[Data in this exercise]

━━━━━━━━━━

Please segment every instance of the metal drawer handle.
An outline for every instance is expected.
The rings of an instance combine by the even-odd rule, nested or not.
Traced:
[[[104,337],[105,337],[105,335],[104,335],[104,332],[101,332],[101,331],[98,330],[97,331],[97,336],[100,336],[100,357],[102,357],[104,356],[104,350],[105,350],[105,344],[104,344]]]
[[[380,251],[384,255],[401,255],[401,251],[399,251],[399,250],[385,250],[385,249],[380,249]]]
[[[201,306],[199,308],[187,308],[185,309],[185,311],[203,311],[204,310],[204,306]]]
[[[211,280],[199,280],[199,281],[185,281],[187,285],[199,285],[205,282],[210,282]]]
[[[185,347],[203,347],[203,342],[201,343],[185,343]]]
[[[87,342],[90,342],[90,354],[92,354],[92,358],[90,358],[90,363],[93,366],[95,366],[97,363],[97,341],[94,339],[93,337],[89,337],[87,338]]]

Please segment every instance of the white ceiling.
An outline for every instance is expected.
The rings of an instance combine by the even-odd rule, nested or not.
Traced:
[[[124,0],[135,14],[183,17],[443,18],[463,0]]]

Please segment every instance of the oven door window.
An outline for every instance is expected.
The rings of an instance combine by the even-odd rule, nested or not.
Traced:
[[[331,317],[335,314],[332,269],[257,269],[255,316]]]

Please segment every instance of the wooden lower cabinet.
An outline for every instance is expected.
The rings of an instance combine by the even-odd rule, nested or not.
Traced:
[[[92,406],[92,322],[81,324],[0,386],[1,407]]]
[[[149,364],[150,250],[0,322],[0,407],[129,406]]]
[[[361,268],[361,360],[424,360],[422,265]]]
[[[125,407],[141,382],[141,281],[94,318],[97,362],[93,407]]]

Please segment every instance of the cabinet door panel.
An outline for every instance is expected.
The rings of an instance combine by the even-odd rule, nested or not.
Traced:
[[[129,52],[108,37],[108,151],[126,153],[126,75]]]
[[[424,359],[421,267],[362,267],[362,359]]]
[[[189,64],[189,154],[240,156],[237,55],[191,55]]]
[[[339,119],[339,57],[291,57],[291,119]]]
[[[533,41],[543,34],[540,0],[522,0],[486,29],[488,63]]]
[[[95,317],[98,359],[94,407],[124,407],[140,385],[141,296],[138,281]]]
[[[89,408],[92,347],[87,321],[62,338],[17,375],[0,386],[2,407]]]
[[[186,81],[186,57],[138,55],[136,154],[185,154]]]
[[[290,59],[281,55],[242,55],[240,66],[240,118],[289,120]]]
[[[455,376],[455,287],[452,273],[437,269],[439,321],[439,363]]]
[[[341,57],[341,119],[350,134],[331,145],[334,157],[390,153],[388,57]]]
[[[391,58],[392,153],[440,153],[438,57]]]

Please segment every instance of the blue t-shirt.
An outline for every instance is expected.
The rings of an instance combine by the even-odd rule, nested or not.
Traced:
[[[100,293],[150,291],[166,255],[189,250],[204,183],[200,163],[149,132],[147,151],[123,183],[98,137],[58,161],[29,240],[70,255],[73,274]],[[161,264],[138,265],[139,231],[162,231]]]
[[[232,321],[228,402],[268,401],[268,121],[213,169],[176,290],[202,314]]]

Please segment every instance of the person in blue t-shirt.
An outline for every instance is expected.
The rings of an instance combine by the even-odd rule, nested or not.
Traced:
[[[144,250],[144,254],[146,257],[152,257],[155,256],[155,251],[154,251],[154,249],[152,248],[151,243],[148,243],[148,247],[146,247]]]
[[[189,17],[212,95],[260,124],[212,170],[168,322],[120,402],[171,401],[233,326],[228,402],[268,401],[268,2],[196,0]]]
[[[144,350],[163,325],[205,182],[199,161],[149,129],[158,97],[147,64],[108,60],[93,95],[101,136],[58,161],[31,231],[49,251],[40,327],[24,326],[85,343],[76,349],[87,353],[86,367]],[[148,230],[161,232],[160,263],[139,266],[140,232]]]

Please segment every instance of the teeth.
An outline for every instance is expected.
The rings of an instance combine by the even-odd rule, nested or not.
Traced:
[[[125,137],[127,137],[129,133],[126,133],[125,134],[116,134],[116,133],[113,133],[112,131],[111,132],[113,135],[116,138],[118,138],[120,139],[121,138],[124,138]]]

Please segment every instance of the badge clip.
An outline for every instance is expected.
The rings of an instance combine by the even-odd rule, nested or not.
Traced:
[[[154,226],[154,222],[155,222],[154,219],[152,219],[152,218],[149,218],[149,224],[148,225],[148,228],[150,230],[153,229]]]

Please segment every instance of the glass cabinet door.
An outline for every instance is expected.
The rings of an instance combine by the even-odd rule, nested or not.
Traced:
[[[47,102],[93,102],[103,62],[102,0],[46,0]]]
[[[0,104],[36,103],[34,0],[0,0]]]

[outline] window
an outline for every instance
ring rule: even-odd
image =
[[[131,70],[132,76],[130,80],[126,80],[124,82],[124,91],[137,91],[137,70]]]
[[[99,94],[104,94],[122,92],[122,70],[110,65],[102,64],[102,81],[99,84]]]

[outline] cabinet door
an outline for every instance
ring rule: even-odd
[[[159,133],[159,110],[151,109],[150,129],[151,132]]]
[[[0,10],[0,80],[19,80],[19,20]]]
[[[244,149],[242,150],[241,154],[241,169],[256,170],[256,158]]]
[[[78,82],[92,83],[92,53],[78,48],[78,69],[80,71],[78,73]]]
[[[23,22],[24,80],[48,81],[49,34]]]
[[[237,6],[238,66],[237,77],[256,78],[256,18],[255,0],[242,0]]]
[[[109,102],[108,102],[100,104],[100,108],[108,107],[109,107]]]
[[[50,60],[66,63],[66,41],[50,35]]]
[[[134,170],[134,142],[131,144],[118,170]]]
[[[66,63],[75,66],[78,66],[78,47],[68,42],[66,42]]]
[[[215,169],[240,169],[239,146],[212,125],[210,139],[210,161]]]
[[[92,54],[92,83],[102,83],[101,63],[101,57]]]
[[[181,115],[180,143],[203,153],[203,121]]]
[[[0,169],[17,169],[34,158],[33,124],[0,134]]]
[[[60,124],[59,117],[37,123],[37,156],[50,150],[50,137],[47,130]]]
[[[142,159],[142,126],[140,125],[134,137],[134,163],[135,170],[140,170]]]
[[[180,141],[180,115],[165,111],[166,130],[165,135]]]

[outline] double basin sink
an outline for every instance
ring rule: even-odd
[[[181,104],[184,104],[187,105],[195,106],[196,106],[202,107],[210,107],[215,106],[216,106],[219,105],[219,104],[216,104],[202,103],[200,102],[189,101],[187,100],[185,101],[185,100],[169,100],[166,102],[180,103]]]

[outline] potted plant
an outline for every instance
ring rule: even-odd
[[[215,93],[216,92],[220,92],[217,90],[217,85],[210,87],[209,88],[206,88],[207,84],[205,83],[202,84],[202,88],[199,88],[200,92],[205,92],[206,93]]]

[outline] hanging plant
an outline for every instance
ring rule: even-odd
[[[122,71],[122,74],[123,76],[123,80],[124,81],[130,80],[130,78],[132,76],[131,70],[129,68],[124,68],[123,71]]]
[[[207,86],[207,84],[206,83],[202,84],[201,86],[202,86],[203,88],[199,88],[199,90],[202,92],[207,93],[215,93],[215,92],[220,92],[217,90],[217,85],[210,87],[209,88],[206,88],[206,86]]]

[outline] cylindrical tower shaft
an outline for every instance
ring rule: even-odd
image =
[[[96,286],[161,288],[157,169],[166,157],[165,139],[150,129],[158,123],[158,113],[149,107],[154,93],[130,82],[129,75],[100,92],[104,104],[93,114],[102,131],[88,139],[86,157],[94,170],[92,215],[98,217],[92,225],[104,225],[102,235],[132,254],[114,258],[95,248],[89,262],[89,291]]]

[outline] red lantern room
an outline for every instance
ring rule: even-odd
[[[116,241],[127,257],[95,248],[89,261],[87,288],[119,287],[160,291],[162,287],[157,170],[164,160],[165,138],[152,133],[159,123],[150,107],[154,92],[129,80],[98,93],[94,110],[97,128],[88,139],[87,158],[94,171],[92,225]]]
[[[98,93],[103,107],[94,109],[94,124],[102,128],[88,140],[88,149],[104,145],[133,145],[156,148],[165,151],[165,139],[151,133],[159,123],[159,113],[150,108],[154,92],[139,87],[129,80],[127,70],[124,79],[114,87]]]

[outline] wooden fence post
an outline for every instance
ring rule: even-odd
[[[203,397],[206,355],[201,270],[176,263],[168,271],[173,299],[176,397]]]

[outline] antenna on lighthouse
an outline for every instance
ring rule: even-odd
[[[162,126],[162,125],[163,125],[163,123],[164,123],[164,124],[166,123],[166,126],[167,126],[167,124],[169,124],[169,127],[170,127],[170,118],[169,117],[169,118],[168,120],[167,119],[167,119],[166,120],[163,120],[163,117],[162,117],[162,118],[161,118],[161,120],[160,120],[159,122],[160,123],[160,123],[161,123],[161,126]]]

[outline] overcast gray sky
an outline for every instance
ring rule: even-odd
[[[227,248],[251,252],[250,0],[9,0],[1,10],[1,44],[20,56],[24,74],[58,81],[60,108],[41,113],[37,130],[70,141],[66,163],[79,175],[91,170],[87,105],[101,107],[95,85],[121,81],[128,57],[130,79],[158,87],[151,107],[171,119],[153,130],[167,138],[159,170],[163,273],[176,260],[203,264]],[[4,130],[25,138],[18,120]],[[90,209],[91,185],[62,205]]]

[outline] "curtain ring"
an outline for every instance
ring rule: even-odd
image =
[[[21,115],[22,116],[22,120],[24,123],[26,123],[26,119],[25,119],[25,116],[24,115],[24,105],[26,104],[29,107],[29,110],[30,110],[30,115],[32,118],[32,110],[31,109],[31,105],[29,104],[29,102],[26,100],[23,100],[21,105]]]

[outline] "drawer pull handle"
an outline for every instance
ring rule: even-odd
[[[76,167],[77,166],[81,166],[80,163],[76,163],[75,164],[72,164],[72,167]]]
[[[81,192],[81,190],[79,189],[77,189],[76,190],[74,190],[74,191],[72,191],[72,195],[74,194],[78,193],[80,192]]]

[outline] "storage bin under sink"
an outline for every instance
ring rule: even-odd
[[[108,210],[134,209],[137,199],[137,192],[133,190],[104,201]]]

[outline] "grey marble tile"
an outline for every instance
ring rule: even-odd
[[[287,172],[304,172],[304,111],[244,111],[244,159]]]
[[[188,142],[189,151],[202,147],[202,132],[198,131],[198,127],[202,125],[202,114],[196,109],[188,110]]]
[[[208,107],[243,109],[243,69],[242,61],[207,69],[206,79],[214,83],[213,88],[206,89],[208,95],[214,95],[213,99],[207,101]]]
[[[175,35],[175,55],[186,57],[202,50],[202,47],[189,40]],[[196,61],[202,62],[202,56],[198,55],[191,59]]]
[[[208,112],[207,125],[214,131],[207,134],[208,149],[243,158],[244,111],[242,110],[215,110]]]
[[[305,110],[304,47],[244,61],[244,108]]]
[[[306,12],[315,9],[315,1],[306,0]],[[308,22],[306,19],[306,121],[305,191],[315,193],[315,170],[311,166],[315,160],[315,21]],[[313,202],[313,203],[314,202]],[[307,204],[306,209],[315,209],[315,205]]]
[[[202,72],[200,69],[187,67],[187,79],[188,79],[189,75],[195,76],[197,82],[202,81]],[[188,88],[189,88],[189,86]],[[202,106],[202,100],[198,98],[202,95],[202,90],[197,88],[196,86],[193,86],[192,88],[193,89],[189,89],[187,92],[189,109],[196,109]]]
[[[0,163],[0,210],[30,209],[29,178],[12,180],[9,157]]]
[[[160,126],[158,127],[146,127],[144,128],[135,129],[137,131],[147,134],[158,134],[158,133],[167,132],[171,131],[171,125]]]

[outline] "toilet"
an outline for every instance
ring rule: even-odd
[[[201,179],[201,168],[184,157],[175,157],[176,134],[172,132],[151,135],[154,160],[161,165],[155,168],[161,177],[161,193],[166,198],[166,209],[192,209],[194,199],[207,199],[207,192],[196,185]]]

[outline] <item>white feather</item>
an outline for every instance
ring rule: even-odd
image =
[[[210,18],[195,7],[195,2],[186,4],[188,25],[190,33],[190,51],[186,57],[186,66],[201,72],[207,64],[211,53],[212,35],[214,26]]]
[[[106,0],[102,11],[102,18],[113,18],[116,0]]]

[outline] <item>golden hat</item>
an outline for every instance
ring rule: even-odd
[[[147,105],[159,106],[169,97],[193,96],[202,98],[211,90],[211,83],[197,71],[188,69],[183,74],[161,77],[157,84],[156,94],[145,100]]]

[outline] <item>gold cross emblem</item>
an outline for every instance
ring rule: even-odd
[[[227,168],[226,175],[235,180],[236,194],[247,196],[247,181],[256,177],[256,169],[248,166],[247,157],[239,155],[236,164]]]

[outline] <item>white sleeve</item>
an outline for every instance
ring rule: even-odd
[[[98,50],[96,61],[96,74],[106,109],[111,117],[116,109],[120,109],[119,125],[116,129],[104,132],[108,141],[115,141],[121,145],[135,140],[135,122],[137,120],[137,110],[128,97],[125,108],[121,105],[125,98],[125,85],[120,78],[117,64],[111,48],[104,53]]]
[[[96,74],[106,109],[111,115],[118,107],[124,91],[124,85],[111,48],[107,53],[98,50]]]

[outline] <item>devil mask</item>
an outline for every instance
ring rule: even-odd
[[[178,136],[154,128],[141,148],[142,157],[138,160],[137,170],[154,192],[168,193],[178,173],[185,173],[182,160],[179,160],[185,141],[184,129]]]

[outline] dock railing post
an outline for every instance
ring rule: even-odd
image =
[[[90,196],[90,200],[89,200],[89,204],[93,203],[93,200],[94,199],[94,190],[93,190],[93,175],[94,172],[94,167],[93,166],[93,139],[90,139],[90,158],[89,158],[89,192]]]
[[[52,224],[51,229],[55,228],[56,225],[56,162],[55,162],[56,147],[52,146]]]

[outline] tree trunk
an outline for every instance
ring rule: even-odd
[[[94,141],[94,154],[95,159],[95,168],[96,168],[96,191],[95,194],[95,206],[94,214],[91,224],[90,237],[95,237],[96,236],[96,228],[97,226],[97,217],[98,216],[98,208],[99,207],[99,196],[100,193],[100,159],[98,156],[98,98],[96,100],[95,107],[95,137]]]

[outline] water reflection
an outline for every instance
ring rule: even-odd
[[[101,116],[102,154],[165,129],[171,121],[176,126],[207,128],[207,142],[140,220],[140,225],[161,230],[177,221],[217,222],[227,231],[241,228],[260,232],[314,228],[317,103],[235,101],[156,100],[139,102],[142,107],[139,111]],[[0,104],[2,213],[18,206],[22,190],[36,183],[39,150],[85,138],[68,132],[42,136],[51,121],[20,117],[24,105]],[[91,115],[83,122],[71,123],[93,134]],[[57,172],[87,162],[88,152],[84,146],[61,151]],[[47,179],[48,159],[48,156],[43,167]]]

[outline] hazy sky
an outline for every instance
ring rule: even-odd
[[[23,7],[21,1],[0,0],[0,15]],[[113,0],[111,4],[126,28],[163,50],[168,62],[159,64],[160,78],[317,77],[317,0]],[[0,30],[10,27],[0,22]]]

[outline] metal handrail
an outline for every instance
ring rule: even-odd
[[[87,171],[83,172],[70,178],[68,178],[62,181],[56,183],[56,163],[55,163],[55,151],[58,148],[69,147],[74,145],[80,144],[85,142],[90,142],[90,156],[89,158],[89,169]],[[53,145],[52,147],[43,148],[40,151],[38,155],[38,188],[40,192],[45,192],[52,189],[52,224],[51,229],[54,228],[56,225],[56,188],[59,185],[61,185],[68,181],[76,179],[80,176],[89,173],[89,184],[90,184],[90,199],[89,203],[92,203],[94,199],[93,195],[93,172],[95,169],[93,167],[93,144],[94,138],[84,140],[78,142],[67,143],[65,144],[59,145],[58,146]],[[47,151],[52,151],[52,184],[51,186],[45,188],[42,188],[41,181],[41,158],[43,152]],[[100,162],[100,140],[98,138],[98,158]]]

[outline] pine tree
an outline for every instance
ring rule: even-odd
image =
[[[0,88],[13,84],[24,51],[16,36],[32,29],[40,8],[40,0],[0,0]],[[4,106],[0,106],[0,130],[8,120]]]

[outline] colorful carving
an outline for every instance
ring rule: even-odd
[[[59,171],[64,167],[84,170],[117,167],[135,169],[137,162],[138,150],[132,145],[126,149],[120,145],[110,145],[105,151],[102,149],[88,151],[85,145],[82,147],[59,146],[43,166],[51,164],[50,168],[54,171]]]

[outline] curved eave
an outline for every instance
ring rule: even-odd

━━━━━━━━━━

[Task details]
Starting at the line that contains "[outline] curved eave" and going through the last line of the data, express those lines as a numbered list, leaving out any blank lines.

[Output]
1. [outline] curved eave
2. an outline for every instance
3. ring rule: even-odd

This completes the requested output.